▶ _Excerpt provided_

Start of Block

Here’s some useful information to keep in mind as we head into the weekend: according to a study published in the journal Addiction, researchers have concluded that that there is no convincing scientific evidence that hangover cures actually work— so plan your activities accordingly.
Everyone who has ever overindulged, or knows someone who did, has heard of one purported “hangover cure” or another. One of my college friends swore that chewing and then swallowing multiple dry Excedrin tablets, without water, was a sure-fire remedy; another touted the consumption of a platter of french fries covered with rich brown gravy to soak up and counteract the evil alcoholic juices still working in the stomach. Other claimed remedies of my college days involved concoctions made with raw eggs, hot sauce, and other random ingredients that you would never consume if you weren’t desperately dealing with a pounding headache, cotton mouth, sour stomach, and generally impaired senses caused by your foolish activities of the night before. And, of course, some inveterate partiers simply turned to the hair of the dog that bit them.

End of Block

▶ _Source information_
Start of Block

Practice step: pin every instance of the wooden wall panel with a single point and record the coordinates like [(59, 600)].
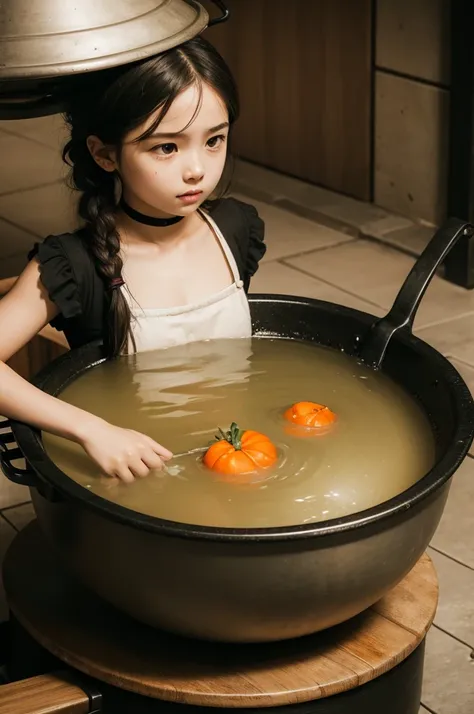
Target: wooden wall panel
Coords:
[(304, 72)]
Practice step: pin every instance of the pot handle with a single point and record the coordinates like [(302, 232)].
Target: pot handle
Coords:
[(402, 314), (23, 477), (225, 16)]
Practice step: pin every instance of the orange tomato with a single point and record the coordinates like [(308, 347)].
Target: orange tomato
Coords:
[(315, 418), (239, 452)]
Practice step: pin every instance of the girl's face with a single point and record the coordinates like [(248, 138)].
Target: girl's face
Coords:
[(173, 171)]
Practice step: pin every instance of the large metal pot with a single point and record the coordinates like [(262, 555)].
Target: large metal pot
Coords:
[(276, 583), (45, 43)]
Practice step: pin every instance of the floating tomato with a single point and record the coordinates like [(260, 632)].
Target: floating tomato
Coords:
[(238, 452), (315, 419)]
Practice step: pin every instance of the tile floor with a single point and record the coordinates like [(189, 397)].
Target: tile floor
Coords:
[(324, 259)]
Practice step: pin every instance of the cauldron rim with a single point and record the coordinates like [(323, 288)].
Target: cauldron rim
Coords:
[(57, 482)]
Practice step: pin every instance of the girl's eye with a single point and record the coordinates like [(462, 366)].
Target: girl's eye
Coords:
[(165, 149), (215, 141)]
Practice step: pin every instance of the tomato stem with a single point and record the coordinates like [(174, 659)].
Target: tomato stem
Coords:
[(233, 436)]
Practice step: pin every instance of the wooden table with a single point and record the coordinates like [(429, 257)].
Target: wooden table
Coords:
[(372, 664)]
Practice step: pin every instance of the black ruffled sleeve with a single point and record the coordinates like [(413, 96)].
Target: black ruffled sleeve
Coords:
[(244, 232), (256, 248), (59, 279)]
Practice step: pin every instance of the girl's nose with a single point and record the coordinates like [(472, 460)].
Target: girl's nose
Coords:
[(194, 171)]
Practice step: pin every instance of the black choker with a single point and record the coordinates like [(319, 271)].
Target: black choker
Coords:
[(148, 220)]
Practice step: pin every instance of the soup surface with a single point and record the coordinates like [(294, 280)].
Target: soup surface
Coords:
[(380, 444)]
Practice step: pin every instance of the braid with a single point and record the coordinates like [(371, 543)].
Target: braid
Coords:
[(98, 207)]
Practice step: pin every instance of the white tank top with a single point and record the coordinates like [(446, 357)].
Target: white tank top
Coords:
[(225, 314)]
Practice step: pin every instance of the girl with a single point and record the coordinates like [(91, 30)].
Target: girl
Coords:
[(160, 260)]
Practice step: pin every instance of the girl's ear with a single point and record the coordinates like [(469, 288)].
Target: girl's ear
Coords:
[(104, 156)]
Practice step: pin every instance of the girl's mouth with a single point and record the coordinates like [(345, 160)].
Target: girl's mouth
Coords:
[(190, 196)]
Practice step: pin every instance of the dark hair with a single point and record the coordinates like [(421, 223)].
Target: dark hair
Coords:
[(109, 104)]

End of Block

▶ _What to produce_
Extract from the hangover-cure text above the passage that begins at the words "Here’s some useful" and stops after "your activities accordingly.", copying it word for word.

▶ _Exercise output_
Here’s some useful information to keep in mind as we head into the weekend: according to a study published in the journal Addiction, researchers have concluded that that there is no convincing scientific evidence that hangover cures actually work— so plan your activities accordingly.